WHAT TO DO →
Copy out the entries below, replacing every occurrence of "marker" with "point" and keeping all other text identical.

RECORDS TO USE →

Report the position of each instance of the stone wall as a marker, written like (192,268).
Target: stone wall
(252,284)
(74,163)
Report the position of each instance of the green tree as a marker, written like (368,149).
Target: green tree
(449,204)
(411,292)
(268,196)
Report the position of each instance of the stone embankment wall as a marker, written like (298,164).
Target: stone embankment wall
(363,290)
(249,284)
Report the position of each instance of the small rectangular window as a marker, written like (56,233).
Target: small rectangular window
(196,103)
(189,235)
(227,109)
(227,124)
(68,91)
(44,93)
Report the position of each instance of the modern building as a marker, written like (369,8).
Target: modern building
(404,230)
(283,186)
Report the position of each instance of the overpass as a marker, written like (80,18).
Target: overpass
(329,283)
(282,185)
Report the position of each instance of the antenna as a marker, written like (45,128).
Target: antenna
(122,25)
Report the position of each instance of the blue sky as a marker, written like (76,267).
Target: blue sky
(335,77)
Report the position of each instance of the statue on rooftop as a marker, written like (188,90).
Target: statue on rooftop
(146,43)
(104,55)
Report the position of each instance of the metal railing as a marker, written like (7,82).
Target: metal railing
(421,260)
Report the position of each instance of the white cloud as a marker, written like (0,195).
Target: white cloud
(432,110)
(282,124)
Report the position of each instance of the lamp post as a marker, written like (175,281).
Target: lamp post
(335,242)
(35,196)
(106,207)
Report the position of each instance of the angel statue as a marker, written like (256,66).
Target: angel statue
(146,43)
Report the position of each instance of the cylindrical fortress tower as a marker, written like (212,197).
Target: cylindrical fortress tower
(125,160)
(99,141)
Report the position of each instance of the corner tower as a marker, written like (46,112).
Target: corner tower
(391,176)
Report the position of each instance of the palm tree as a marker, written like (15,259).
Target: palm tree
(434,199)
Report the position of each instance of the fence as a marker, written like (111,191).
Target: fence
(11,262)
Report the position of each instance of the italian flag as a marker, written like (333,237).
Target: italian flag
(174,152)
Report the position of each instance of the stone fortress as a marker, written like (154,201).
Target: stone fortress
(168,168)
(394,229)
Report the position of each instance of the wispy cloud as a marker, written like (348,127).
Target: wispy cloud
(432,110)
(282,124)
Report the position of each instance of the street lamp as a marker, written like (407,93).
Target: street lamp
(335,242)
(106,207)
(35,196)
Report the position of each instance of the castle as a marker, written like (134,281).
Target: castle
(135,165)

EXERCISE OUTPUT →
Report the position of each instance of the stone wall as a point, written like (192,268).
Target: stone wall
(252,284)
(74,163)
Report the position of each instance of the green tree as a point, written like (368,149).
Target: green tree
(449,204)
(411,292)
(268,196)
Report the position of each instance of the stone embankment wall as a point, written like (298,164).
Target: stone embankment wall
(363,290)
(249,284)
Report the position of each instance of the small rectangular window as a point, written like (56,233).
Target: small rectangular window
(196,103)
(189,235)
(227,109)
(227,124)
(68,91)
(44,93)
Report the position of each instance of the modern building as a point, written like (369,8).
Target: modern building
(404,230)
(283,186)
Report the position of each instance of the overpass as a point, written like (80,18).
Target: overpass
(329,283)
(282,185)
Report the position of each instance of the antenna as a point, written like (45,128).
Target: antenna
(122,25)
Report the position of each instance of the blue sky as a point, written like (76,267).
Target: blue sky
(335,77)
Report the position of each instance of the statue on rooftop as a point, written like (188,90).
Target: statue on rooftop
(146,43)
(104,55)
Report the position of each instance of the metal railing as a point, written like (7,82).
Target: metal railing
(421,260)
Report the position of each instance of the white cloud as a point, written like (0,195).
Target: white cloud
(432,110)
(282,124)
Report the position of each instance of the lamp post as a point, written like (175,281).
Target: lamp post
(335,242)
(35,196)
(106,207)
Report the position of each instance of the angel statue as a point, written like (256,66).
Target: angel statue
(146,43)
Report the position of each instance of the cylindrical fortress tower as a point, written like (212,197).
Target: cylindrical fortress tower
(125,160)
(99,141)
Report the position of each instance of the corner tower as a point, written like (46,112).
Target: corner tower
(391,176)
Report the position of each instance of the palm tree as a point, written like (15,259).
Target: palm tree
(434,199)
Report the position of each instance of the fence as a point, written like (111,191).
Target: fence
(11,262)
Report the position of each instance of the italian flag as a point, written like (333,237).
Target: italian flag
(174,152)
Report the position of each instance of the stone fortress as a point, written like (154,201).
Target: stone fortress
(168,168)
(394,229)
Report the position of each instance of the wispy cloud as a point, written like (348,127).
Target: wispy cloud
(432,110)
(282,124)
Report the position of each instance of the street lamp as a point, written like (407,93).
Target: street lamp
(335,242)
(106,207)
(35,196)
Report the position of each instance of the castle as a point, written like (134,281).
Target: castle
(135,165)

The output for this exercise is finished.